[Excerpt from a dataset]
---*---
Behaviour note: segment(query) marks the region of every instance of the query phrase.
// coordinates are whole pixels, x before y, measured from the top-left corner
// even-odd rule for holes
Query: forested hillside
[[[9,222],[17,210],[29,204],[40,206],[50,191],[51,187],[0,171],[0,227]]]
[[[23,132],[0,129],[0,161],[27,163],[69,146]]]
---*---
What to do ▸ Transcribe the lines above without changing anything.

Finished task ▸
Behaviour note: segment(query) marks the region of every instance of the query phrase.
// coordinates are whole pixels, x before y, measured from the top-left corner
// even-odd rule for holes
Query: forested hillside
[[[9,222],[17,210],[29,204],[40,206],[50,191],[51,187],[0,171],[0,227]]]
[[[23,132],[0,129],[0,161],[27,163],[69,146]]]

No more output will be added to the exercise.